Restate the records word for word. Include no pictures.

[[ MATERIAL PROVIDED, beginning ]]

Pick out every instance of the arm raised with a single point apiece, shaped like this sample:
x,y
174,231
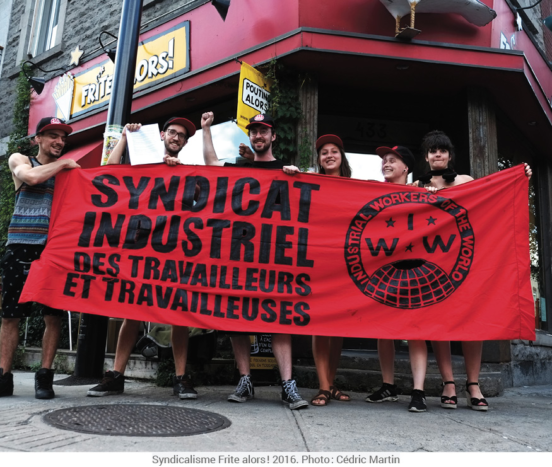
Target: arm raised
x,y
209,154
23,171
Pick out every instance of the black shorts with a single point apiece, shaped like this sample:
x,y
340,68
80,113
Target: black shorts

[[ MATERIAL PROVIDED, end ]]

* _SOLUTION TO THIS TASK_
Pick out every instance of the arm raised with a single point apiece, shaped like this sample:
x,y
174,231
Target: arm raised
x,y
209,154
23,171
Pick out every instance of the black shorts with a single point apiece, shaped like this sample:
x,y
340,68
80,113
Target: black shorts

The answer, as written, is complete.